◆ **PROBLEM DESCRIPTION**: Transcribe all the material exactly. Leave every line as it is.

◆ **DATA LISTING**:
[Start of section]
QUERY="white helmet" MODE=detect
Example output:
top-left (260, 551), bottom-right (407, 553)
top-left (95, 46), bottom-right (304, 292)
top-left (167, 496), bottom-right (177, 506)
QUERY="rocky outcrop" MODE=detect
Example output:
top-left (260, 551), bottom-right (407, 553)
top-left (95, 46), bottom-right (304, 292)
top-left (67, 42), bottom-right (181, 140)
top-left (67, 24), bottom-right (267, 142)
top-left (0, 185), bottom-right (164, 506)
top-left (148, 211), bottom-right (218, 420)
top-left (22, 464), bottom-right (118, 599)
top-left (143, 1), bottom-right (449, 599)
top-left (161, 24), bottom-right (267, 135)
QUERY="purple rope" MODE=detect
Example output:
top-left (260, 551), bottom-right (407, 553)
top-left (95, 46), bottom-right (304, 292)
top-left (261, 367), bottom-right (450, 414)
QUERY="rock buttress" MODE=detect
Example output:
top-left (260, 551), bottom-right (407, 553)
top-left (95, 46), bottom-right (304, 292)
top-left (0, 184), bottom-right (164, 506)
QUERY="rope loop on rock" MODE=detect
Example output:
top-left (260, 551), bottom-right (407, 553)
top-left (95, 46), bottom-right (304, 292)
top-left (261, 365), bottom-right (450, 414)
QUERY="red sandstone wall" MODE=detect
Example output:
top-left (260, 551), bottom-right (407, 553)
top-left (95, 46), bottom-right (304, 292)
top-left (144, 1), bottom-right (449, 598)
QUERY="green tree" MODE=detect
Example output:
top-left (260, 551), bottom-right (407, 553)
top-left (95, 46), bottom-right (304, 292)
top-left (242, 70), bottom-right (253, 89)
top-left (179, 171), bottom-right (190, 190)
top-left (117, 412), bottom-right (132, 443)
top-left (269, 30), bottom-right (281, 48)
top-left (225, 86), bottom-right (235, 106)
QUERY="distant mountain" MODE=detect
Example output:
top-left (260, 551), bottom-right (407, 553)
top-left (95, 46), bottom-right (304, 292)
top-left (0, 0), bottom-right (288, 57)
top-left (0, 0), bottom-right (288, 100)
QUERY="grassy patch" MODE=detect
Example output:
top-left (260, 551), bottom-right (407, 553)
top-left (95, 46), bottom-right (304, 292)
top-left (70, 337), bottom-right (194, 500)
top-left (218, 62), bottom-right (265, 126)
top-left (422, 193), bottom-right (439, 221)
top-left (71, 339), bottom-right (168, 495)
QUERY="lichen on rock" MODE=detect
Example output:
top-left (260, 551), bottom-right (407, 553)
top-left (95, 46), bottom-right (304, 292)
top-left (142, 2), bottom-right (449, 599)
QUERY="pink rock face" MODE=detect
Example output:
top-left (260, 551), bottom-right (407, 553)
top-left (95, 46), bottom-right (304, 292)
[End of section]
◆ **TASK OUTPUT**:
QUERY="white helmet" MODE=detect
Example output:
top-left (260, 551), bottom-right (407, 553)
top-left (95, 46), bottom-right (304, 292)
top-left (167, 496), bottom-right (177, 506)
QUERY="rocky outcrop" MODE=detect
Example output:
top-left (260, 551), bottom-right (407, 553)
top-left (95, 46), bottom-right (304, 292)
top-left (67, 42), bottom-right (181, 140)
top-left (67, 24), bottom-right (267, 142)
top-left (0, 185), bottom-right (164, 506)
top-left (148, 211), bottom-right (218, 420)
top-left (22, 464), bottom-right (118, 599)
top-left (143, 1), bottom-right (449, 599)
top-left (161, 24), bottom-right (267, 135)
QUERY="purple rope" MODE=detect
Example output:
top-left (260, 551), bottom-right (407, 553)
top-left (95, 46), bottom-right (304, 292)
top-left (261, 367), bottom-right (450, 414)
QUERY="rock buttress" MODE=detect
Example output:
top-left (260, 551), bottom-right (407, 553)
top-left (95, 46), bottom-right (304, 292)
top-left (0, 184), bottom-right (164, 506)
QUERY="rope loop on rock" MODE=detect
Example output:
top-left (260, 551), bottom-right (407, 553)
top-left (95, 46), bottom-right (304, 292)
top-left (261, 365), bottom-right (450, 414)
QUERY="red sandstone wall" MODE=detect
Example output:
top-left (260, 551), bottom-right (407, 553)
top-left (95, 46), bottom-right (304, 292)
top-left (144, 1), bottom-right (449, 598)
QUERY="green tree" MODE=detect
Example output:
top-left (260, 551), bottom-right (407, 553)
top-left (95, 46), bottom-right (304, 292)
top-left (242, 70), bottom-right (253, 89)
top-left (179, 171), bottom-right (190, 190)
top-left (117, 412), bottom-right (132, 443)
top-left (269, 30), bottom-right (281, 48)
top-left (225, 86), bottom-right (235, 106)
QUERY="distant mountain" MODE=detect
Example output:
top-left (260, 551), bottom-right (407, 553)
top-left (95, 46), bottom-right (304, 292)
top-left (0, 0), bottom-right (288, 57)
top-left (0, 0), bottom-right (288, 100)
QUERY="grassy patch" MODE=detect
Example output:
top-left (260, 551), bottom-right (407, 553)
top-left (95, 46), bottom-right (304, 292)
top-left (70, 337), bottom-right (194, 500)
top-left (218, 62), bottom-right (265, 126)
top-left (422, 193), bottom-right (439, 221)
top-left (71, 339), bottom-right (168, 495)
QUERY="lichen on rock" MODE=detect
Example output:
top-left (260, 551), bottom-right (407, 553)
top-left (95, 46), bottom-right (304, 292)
top-left (142, 2), bottom-right (449, 599)
QUERY="pink rock face" MODE=detect
Example output:
top-left (260, 551), bottom-right (407, 553)
top-left (95, 46), bottom-right (304, 292)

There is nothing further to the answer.